- _What is required_: When you reach the line containing "Target: dove" in the data below, begin returning lines exactly as written, and stop once the line containing "Target: twig in nest" has been returned.

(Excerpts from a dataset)
-------
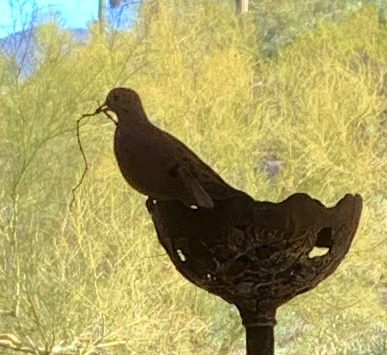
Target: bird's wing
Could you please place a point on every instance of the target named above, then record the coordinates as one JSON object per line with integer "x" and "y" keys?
{"x": 195, "y": 188}
{"x": 195, "y": 171}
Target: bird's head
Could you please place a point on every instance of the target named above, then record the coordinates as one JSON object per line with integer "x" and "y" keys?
{"x": 124, "y": 103}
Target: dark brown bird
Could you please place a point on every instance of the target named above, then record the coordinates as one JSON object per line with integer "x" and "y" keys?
{"x": 157, "y": 164}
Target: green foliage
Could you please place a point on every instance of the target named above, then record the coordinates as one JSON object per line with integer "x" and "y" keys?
{"x": 96, "y": 277}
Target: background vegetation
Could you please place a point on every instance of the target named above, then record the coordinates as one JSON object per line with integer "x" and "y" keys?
{"x": 307, "y": 88}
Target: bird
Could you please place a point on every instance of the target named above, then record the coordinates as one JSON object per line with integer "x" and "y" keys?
{"x": 157, "y": 164}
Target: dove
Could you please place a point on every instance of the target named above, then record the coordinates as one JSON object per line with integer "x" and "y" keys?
{"x": 157, "y": 164}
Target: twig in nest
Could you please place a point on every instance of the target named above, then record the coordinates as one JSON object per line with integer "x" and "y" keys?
{"x": 97, "y": 111}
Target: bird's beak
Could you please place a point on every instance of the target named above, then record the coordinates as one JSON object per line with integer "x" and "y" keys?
{"x": 103, "y": 108}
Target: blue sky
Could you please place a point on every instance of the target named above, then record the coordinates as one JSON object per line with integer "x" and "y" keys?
{"x": 74, "y": 13}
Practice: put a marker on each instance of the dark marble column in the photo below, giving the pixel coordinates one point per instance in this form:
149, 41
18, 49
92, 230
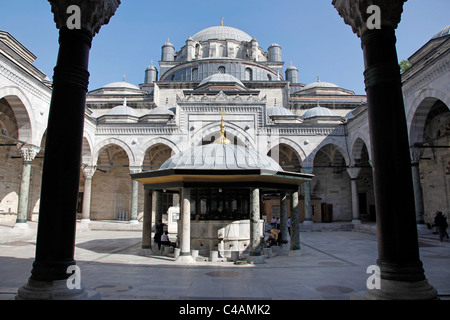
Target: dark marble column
295, 220
55, 241
285, 238
28, 153
147, 224
88, 175
402, 274
255, 247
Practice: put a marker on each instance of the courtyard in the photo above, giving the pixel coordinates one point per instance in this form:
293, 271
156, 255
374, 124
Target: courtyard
332, 266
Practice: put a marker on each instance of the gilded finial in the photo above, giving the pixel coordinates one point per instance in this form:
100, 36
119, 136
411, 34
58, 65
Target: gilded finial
222, 139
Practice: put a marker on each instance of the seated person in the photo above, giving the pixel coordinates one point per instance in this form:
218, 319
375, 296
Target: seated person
273, 237
165, 240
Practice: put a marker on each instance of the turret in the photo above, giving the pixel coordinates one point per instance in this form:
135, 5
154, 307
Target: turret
151, 74
292, 74
168, 52
274, 53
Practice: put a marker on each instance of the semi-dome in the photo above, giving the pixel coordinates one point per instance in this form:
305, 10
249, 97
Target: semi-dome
163, 110
444, 32
320, 84
278, 111
318, 112
222, 33
121, 85
123, 110
221, 157
221, 77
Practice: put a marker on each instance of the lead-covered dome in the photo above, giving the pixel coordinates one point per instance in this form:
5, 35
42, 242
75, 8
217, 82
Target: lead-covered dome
444, 32
318, 112
222, 33
123, 110
221, 78
278, 111
221, 157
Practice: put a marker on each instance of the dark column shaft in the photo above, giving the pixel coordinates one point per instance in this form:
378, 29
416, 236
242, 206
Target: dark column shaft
61, 171
398, 249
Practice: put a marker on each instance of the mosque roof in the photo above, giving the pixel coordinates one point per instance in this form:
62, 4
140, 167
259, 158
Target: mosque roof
121, 84
221, 157
221, 77
222, 33
318, 112
278, 111
163, 110
444, 32
123, 110
320, 84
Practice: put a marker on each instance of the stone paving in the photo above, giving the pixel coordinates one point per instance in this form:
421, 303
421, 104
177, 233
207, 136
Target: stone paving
332, 266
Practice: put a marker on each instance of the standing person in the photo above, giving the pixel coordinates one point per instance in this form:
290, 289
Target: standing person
274, 222
440, 221
158, 233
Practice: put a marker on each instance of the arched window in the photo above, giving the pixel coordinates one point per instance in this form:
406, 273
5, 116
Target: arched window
195, 74
248, 74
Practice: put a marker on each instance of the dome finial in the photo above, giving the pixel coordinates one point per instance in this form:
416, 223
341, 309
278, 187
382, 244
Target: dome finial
222, 139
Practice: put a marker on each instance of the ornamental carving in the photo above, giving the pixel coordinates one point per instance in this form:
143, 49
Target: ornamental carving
93, 13
354, 13
221, 97
28, 153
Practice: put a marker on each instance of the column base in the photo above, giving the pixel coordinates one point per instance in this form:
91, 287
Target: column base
185, 259
295, 253
53, 290
255, 260
402, 290
146, 252
21, 225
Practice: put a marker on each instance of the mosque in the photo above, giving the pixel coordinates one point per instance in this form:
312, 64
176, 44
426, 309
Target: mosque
222, 74
224, 135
-------
- _Exercise solution_:
Target: dove
Could you please place a point on every instance of the target named above, then record the coordinates as one JSON object per line with integer "x" and "y" keys?
{"x": 157, "y": 164}
Target: twig in nest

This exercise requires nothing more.